WORK REQUEST
Search the records below for the word "path". Copy each line where it occurs.

INPUT MATERIAL
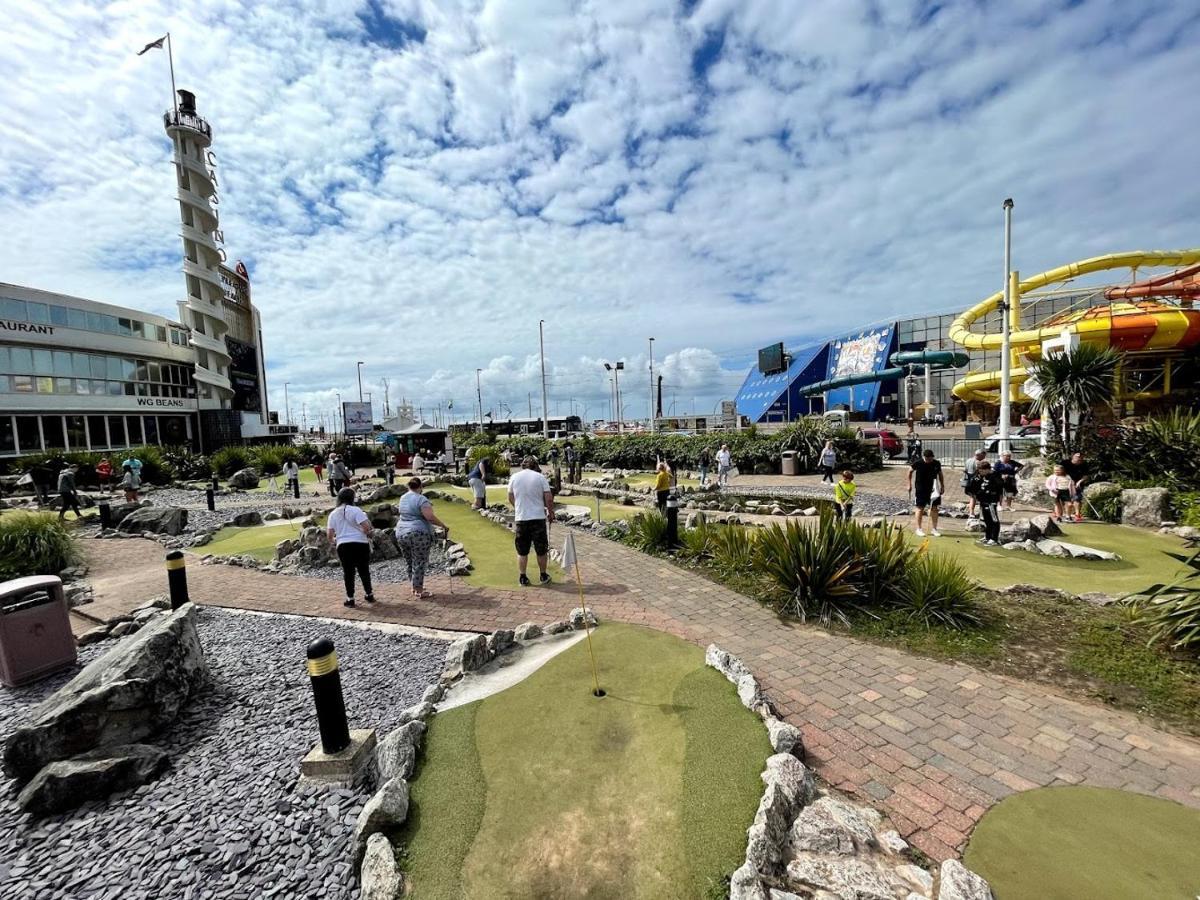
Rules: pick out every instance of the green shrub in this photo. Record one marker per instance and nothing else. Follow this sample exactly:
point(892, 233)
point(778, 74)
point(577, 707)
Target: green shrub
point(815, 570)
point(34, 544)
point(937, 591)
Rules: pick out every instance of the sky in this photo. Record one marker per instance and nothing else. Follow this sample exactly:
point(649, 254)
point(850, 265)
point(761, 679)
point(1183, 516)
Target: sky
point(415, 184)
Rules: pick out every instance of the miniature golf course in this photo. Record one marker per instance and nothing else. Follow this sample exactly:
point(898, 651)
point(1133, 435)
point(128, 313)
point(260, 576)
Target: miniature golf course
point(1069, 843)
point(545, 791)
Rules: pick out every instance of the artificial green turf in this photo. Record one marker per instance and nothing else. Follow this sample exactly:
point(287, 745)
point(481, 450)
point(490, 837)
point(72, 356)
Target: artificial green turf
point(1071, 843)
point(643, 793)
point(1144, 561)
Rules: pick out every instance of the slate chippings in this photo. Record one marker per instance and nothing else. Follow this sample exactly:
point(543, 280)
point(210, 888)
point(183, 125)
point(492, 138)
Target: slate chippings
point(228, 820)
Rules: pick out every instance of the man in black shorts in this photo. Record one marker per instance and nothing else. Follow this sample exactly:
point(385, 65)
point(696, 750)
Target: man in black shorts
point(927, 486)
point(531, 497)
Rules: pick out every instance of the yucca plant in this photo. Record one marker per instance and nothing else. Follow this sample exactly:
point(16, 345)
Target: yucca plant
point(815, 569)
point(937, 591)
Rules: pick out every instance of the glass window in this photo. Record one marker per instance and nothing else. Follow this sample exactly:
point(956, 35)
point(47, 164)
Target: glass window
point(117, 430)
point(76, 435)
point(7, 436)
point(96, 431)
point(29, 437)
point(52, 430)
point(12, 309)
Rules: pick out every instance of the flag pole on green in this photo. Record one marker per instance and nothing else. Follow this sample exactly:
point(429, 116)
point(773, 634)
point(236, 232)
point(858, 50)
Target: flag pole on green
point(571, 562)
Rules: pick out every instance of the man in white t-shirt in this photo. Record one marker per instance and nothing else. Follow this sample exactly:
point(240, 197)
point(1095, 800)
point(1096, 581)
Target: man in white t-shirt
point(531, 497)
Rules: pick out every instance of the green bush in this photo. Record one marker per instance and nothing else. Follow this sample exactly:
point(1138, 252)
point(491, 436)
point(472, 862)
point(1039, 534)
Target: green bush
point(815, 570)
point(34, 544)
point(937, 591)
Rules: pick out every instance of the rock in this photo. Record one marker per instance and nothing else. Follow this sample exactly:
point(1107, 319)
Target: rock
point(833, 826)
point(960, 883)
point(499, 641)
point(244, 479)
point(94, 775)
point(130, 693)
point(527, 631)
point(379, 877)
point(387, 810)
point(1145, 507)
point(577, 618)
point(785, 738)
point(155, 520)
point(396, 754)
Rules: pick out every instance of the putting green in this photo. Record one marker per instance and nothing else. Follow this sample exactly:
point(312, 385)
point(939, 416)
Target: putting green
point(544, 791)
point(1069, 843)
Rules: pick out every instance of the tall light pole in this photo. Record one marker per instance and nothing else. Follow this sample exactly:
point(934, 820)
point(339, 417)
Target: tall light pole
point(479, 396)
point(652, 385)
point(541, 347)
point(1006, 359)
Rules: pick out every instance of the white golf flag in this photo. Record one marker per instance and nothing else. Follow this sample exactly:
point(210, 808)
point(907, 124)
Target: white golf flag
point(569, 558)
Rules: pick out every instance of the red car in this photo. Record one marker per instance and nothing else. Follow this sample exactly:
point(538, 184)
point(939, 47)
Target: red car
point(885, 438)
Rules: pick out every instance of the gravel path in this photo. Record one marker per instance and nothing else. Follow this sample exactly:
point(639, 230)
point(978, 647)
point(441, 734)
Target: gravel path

OUTPUT
Rules: pick out every instance of the gravel path in this photo. Record one marker per instance and nothing else. Follow this sample exactly:
Target: gravel path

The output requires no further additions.